In two recently filed briefs in the United States Supreme Court, Solicitor General Theodore Olson told the Court that the Justice Department had reversed its longstanding position on the Second Amendment.

Prior Republican and Democratic Administrations alike had endorsed the view that the right to bear arms protected by the Second Amendment is a right of states to organize their militias, and not a right of individual citizens, outside state militias, to gun ownership. However, two identical footnotes in the two briefs Olson submitted take a sharply different position.

Olson's footnotes state: "The current position of the United States, however, is that the Second Amendment more broadly protects the rights of individuals, including persons who are not members of any militia or engaged in active military service or training, to possess and bear their own firearms, subject to reasonable restrictions designed to prevent possession by unfit persons or to restrict the possession of types of firearms that are particularly suited to criminal misuse."

In other words, under the Administration's new view, the federal government simply lacks the power to regulate most gun-ownership by law-abiding citizens. Pursuant to this view, many provisions of federal law, including those enacted as part of the Brady Handgun Violence Prevention Act, are void as unconstitutional.

Perhaps the Justice Department's view would not have such far-reaching consequences if a handgun were deemed the kind of firearm that is described in the footnote as "particularly suited to criminal misuse." However, Olson probably did not intend this language to create such a broad exception to the general right. Rather, he probably had something like automatic weapons and armor-piercing ammunition in mind.

Moreover, the Justice Department may mean its interpretation of the Second Amendment to limit not only the federal government, but also the states. To adopt that position, the Supreme Court would have to overrule its 1886 decision in Presser v. Illinois. If the Court did so, its ruling would have very far-reaching consequences indeed, because the strictest gun control laws are enacted at the state and local level.

Given these stakes, it is hardly surprising that the Justice Department's about-face has sparked renewed debate over what the Second Amendment means. The now-famous footnote has also led to criticism of the manner in which the Department has gone about changing policy. Most of that criticism, however, is undeserved.

The Cases, and Contexts, In Which the Footnote Appears

The Justice Department's controversial footnote appears in briefs in opposition to petitions for writs of certiorari - that is, requests that the Supreme Court hear appeals - in two cases.

The cases are Haney v. United States and Emerson v. United States. The Justice Department does not believe either case should be heard, for it agrees with the decisions of the Tenth and Fifth Circuits, respectively, in each case.

In Haney, the United States Court of Appeals for the Tenth Circuit upheld the conviction of an Oklahoma man who had walked into a police station and confessed to owning two unlicensed machine guns in violation of federal law. The Tenth Circuit rejected Haney's contention that he was entitled to possess these weapons under the Second Amendment. In so holding, it relied on its own and Supreme Court precedents that restrict the Amendment's application to cases involving state-organized militias.

In its footnote, the Justice Department disagreed with the Tenth Circuit's ruling that the Second Amendment applies only to militias, and not individuals. However, the Department nevertheless agreed with the lower court's decision to uphold Haney's conviction. That makes sense, since Haney's machine guns are "particularly suited to criminal misuse" and thus, in the Department's view, probably not the kind of guns an individual has a Second Amendment right to possess.

*RECORDS FOR THIS TASK*.

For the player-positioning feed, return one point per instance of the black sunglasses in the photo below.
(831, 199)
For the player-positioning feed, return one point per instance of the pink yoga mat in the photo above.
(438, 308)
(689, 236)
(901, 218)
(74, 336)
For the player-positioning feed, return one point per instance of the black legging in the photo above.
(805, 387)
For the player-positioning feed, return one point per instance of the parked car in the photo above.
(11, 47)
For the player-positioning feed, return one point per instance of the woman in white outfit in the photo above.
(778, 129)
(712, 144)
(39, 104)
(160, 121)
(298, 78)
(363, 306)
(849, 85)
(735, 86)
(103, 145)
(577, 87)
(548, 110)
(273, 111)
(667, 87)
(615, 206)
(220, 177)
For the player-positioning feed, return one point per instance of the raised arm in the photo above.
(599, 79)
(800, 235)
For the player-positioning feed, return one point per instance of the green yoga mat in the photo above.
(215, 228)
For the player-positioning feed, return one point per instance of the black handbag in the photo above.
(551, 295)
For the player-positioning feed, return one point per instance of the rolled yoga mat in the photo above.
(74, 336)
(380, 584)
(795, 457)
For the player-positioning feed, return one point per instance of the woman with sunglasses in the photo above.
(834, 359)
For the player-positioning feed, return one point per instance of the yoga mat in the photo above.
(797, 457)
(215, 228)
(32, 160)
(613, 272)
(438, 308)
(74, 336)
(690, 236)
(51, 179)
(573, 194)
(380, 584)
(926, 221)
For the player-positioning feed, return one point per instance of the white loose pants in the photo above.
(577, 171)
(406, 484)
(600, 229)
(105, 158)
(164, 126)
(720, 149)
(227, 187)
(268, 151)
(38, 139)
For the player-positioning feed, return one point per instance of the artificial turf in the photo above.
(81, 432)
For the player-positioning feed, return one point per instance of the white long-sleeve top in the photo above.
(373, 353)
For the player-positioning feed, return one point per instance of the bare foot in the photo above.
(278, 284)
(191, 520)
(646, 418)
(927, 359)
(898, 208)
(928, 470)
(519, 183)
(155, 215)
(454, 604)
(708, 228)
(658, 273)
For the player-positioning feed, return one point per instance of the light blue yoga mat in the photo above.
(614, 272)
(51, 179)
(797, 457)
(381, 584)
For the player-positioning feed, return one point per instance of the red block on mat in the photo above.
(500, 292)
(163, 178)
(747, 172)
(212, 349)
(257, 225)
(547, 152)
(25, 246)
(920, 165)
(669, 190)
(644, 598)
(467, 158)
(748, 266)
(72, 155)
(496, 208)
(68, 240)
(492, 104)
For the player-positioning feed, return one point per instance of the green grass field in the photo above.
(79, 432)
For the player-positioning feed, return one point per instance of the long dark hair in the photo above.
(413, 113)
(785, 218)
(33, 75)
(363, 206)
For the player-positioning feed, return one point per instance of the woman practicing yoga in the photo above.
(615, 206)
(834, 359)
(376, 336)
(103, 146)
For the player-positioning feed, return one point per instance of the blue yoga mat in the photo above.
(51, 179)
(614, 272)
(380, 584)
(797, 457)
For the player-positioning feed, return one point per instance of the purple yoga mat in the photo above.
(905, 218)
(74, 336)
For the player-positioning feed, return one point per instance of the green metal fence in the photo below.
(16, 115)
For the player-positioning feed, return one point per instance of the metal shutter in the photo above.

*SET TASK A*. Repeat the Second Amendment passage between "The cases are" and "involving state-organized militias.", inclusive.
*SET TASK B*. Show each line in the rows that contains the word "metal".
The rows come from a different source than the Second Amendment passage.

*EXERCISE OUTPUT A*.
The cases are Haney v. United States and Emerson v. United States. The Justice Department does not believe either case should be heard, for it agrees with the decisions of the Tenth and Fifth Circuits, respectively, in each case.

In Haney, the United States Court of Appeals for the Tenth Circuit upheld the conviction of an Oklahoma man who had walked into a police station and confessed to owning two unlicensed machine guns in violation of federal law. The Tenth Circuit rejected Haney's contention that he was entitled to possess these weapons under the Second Amendment. In so holding, it relied on its own and Supreme Court precedents that restrict the Amendment's application to cases involving state-organized militias.

*EXERCISE OUTPUT B*.
For the player-positioning feed, return one point per instance of the green metal fence in the photo below.
For the player-positioning feed, return one point per instance of the metal shutter in the photo above.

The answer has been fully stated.